Spiritist Review — 1869 · Allan Kardec

Chapter 107 of 122

Spiritism and Spiritualism

I am happier than you can imagine, my good friends, to find you gathered together. I am among you, in a sympathetic and benevolent atmosphere that satisfies at the same time my spirit and my heart.

For a long time I have ardently desired the establishment of regular relations between the French school and the American school. To understand one another, my God, it would simply suffice to see one another and exchange opinions. I have always regarded your salon, dear miss, as a bridge thrown between Europe and America, between France and England, and which contributes powerfully to suppressing the divergences that separate us, and to establishing, in a word, a current of common ideas, from which would arise, in the future, fusion and unity. Dear Mr. Peebles, n allow me to congratulate you on your keen desire to enter into relation with us. We must not recall whether we are Spiritists or spiritualists. We shall be, for one another, men and Spirits who conscientiously seek the truth and who will welcome it with gratitude, whether it results from French studies or from American studies.

• JOBS:
**A)** Do these statements agree with the passage on Spiritism and Spiritualism? (i) The speaker sees the salon as a bridge between Europe and America. (ii) The speaker holds that it is important to recall whether one is a Spiritist or a spiritualist. (iii) The speaker's wish for regular relations between the French and American schools is a recent one. Answer yes or no for each, and quote the words of the passage that decide it.
**B)** According to the passage on Spiritism and Spiritualism, what would be enough for the two schools to understand one another?
**C)** Write a continuation of the passage on Spiritism and Spiritualism, starting right after its final sentence.

• PROVIDED DATA:
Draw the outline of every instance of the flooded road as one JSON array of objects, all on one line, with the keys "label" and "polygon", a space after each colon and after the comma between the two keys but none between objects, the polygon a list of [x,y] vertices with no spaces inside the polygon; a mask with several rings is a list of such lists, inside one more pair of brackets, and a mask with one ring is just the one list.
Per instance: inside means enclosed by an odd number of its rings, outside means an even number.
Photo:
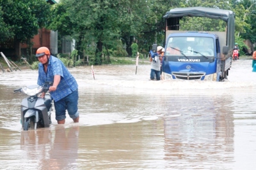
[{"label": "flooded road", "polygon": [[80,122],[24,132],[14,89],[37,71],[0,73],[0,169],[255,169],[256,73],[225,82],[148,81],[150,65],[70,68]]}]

• OUTPUTS BY TASK:
**A)**
(i) Yes: "I have always regarded your salon, dear miss, as a bridge thrown between Europe and America"
(ii) No: "We must not recall whether we are Spiritists or spiritualists."
(iii) No: "For a long time I have ardently desired the establishment of regular relations between the French school and the American school."

**B)** It would be enough for them to see one another and exchange opinions.

**C)**
In space the Spirits preserve their sympathies and their earthly habits. The Spirits of dead Americans are still Americans, just as the disincarnate who lived in France are still French in space. Hence the difference of teachings in certain centers. Each group of Spirits, by its own nature, by its national spirit, adapts its instructions to the character, to the special genius of those to whom they speak. But, just as on Earth the barriers that separate nationalities tend to disappear, so too in space the distinctive characters fade away, the nuances merge, and, in a future time, less distant than you suppose, there will no longer be on Earth nor in space either French, or English, or Americans, but men and Spirits, children of God in the same manner, and aspiring, with all their faculties, to universal progress and regeneration. Gentlemen, this evening, in this gathering, I salute the dawn of an imminent fusion of the various spiritist schools, and I congratulate myself on finding Mr. Peebles among the number of men without prejudice, whose concurrence and good will shall ensure the vitality of our teachings in the future and their universal popularization.

Translate my works! In America they know only the arguments against reincarnation. When the demonstrations in favor of that principle become popular there, Spiritism and Spiritualism will not be slow to merge, becoming, by their fusion, the natural Philosophy adopted by all.

Allan Kardec.

[1]

Errata. – Spiritist Review of November 1869, page 337, line 2: instead of Paris, September 14, read: Paris, October 4.

[2] [v.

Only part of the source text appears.